WORK TO DO
Print, unchanged, every line of the items between the line holding "DETECT kitchen island" and the line holding "(20, 0), (289, 58)", inclusive.

DATA FOR THIS EXERCISE
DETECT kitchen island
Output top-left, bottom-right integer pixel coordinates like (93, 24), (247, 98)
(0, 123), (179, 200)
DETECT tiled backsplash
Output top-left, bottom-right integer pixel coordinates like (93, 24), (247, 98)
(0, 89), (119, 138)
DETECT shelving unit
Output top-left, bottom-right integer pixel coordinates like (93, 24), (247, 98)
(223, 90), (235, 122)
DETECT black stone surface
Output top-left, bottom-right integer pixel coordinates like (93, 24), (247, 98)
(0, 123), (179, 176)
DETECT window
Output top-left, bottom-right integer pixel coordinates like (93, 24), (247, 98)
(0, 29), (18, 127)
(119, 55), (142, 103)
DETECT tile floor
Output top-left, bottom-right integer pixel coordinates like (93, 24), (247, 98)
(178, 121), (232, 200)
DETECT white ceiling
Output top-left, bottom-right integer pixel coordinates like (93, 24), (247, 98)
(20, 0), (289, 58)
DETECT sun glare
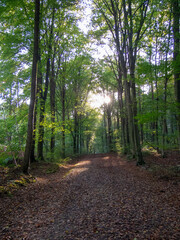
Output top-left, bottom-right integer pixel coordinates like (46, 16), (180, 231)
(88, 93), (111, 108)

==

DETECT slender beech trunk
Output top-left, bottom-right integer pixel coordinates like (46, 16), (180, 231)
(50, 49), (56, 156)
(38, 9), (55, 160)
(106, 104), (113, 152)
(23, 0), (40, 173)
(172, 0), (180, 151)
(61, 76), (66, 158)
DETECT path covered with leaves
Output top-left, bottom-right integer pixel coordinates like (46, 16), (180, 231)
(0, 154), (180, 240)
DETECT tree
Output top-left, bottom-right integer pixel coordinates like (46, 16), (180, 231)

--

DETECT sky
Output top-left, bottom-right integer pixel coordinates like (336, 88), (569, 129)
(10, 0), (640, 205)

RESPONSE FOR THIS EXERCISE
DETECT kitchen island
Output top-left, bottom-right integer pixel coordinates like (93, 24), (247, 98)
(0, 123), (179, 200)
DETECT tiled backsplash
Output top-left, bottom-right integer pixel coordinates like (93, 24), (247, 98)
(0, 89), (119, 138)
DETECT shelving unit
Output top-left, bottom-right integer pixel coordinates like (93, 24), (247, 98)
(223, 90), (235, 122)
DETECT black stone surface
Output top-left, bottom-right integer pixel coordinates like (93, 24), (247, 98)
(0, 123), (179, 176)
DETECT window
Output top-left, bottom-right integer pixel coordinates like (93, 24), (247, 98)
(0, 29), (18, 127)
(119, 55), (142, 103)
DETECT tile floor
Output top-left, bottom-right integer pixel coordinates like (93, 24), (247, 98)
(178, 121), (232, 200)
DETECT white ceiling
Output top-left, bottom-right integer pixel coordinates like (93, 24), (247, 98)
(20, 0), (289, 58)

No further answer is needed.